### [ENUNCIADO DO PROBLEMA]
Informe apenas o número de linhas abaixo que contêm a palavra "person", levando em conta a distinção entre maiúsculas e minúsculas.

─── LINHAS FORNECIDAS

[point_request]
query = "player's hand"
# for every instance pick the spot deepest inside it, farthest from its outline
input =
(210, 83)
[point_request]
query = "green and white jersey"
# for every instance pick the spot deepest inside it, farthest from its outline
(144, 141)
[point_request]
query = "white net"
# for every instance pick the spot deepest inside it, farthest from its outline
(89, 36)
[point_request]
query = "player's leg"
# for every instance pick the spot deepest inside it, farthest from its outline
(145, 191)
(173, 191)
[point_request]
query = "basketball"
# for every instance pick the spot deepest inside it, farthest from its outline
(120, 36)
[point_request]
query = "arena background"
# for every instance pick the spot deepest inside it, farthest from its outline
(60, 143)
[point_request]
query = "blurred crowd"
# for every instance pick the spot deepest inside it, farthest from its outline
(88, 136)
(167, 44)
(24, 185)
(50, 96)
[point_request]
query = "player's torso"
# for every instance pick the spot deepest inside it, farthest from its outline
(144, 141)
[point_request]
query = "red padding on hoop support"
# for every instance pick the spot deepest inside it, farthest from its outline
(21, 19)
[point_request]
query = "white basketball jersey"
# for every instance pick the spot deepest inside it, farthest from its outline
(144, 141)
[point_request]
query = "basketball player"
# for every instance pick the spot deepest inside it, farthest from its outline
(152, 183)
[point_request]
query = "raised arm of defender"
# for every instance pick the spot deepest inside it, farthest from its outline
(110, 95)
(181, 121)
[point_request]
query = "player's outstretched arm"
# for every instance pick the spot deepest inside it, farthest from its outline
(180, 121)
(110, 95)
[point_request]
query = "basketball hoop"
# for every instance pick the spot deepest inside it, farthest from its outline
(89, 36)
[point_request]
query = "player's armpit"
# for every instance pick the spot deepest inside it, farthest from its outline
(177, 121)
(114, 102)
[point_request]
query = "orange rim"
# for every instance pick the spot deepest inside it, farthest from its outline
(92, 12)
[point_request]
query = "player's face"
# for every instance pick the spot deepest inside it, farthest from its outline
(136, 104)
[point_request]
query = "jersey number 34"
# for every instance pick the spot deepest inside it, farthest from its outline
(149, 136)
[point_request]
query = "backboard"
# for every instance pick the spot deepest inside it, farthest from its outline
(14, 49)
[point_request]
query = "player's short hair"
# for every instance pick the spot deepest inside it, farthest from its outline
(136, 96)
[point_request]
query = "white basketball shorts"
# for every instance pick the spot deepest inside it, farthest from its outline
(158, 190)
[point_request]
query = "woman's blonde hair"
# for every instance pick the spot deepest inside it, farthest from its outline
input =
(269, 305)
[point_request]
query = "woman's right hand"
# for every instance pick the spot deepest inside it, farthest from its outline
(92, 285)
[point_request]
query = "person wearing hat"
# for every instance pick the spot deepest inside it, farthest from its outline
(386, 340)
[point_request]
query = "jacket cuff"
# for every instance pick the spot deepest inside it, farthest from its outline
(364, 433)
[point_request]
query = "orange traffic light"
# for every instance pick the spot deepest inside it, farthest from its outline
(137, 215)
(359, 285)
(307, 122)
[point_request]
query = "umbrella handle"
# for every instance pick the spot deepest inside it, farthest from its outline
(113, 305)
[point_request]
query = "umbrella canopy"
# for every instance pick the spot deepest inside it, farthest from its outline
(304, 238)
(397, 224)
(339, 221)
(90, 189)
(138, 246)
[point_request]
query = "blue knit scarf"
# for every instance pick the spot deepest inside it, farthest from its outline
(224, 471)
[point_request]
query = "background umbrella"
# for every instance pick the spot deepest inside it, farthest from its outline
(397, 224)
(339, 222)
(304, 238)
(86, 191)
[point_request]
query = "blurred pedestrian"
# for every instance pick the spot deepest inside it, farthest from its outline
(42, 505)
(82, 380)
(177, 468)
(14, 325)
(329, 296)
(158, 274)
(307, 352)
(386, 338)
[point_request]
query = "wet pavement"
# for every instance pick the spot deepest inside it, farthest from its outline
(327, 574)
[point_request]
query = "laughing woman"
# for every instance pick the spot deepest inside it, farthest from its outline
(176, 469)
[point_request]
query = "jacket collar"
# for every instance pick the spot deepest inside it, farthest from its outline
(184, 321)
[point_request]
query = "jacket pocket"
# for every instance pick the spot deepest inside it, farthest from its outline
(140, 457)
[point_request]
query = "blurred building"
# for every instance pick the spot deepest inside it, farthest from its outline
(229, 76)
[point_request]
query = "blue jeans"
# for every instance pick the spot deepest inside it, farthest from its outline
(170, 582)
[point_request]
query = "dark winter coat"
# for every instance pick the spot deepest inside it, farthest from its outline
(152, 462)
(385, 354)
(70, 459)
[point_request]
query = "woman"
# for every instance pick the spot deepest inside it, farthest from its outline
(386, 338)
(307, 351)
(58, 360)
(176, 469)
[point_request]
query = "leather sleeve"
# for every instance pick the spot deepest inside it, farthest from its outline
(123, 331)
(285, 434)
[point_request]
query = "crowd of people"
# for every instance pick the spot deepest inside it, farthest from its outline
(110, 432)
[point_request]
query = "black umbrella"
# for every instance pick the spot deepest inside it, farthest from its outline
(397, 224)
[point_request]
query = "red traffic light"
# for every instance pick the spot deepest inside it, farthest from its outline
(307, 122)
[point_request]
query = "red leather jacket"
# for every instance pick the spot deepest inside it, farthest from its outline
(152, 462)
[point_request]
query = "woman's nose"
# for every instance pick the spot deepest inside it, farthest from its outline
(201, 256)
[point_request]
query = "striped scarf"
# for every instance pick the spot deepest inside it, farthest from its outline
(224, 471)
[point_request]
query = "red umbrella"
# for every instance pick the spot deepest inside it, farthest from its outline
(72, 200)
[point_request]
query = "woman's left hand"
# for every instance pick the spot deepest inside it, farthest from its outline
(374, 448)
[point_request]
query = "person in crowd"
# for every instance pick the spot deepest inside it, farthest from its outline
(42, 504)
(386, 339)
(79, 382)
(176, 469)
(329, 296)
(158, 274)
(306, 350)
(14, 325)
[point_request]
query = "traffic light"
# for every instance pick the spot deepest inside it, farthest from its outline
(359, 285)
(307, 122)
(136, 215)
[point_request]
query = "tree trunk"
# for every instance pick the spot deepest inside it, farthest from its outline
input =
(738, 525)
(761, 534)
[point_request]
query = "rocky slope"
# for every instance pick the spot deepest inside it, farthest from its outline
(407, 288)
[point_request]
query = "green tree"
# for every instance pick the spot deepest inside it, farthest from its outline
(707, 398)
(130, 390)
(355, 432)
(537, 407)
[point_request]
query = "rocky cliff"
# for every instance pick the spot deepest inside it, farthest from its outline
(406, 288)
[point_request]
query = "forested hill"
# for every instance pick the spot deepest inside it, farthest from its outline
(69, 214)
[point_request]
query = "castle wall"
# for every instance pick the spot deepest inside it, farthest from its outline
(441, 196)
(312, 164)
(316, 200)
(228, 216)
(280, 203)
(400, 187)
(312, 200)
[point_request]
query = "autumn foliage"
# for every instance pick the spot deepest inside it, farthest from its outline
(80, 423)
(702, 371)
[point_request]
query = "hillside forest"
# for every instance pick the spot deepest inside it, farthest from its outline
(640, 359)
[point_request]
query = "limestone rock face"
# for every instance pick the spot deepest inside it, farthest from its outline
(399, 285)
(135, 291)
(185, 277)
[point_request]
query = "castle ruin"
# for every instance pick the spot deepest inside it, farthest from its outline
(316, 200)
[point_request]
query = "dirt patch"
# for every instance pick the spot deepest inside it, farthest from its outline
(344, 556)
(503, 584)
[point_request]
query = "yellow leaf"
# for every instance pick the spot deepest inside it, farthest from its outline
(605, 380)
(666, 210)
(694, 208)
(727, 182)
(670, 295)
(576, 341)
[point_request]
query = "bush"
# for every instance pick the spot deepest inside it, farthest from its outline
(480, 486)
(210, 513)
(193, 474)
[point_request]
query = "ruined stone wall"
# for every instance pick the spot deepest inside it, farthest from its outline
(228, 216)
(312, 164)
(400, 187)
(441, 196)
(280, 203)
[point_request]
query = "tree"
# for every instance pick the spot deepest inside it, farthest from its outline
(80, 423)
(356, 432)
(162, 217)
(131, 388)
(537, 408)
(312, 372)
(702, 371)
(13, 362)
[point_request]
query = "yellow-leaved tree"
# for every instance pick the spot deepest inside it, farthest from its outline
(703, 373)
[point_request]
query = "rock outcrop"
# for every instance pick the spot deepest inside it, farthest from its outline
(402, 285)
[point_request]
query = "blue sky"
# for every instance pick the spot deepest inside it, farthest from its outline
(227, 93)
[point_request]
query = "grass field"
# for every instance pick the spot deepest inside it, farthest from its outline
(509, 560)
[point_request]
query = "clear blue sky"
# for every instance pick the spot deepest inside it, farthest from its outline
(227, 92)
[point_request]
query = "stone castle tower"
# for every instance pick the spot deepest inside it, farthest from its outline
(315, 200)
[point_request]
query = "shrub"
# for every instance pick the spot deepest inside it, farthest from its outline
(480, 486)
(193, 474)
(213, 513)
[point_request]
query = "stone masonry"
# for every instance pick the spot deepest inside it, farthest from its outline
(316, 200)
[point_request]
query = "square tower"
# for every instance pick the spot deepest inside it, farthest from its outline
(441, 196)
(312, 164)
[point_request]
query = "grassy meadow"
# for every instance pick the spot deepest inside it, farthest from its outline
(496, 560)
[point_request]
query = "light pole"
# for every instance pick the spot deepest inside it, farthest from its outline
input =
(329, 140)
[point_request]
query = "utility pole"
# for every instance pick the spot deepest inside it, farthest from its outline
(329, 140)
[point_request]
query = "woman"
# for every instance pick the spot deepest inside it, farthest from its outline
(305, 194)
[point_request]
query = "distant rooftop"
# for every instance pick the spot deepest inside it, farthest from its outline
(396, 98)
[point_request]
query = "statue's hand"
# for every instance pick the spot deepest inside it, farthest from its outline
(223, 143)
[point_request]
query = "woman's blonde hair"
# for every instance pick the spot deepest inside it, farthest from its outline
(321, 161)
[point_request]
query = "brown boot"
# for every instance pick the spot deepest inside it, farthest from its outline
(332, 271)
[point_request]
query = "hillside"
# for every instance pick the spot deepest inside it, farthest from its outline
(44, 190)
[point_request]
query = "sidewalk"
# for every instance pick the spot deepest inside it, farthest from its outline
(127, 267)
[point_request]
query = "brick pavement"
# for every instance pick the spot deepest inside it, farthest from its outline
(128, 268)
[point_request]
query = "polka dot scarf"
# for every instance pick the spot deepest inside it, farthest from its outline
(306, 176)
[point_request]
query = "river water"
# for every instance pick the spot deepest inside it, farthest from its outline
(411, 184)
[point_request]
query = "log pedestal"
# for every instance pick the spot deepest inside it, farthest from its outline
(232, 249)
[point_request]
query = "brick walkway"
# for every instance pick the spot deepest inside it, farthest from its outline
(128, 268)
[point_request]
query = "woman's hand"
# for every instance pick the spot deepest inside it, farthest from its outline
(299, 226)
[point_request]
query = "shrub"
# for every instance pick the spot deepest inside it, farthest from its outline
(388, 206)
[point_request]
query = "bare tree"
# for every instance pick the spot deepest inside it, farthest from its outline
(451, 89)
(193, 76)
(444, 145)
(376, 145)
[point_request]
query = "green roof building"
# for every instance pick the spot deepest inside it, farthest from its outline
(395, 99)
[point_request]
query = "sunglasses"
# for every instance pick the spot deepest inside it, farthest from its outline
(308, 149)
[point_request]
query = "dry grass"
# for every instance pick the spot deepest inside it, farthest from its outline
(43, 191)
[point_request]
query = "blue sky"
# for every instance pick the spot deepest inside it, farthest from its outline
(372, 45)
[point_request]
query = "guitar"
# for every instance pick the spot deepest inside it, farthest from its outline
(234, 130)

──────

### [RESULTADO DO EXERCÍCIO]
2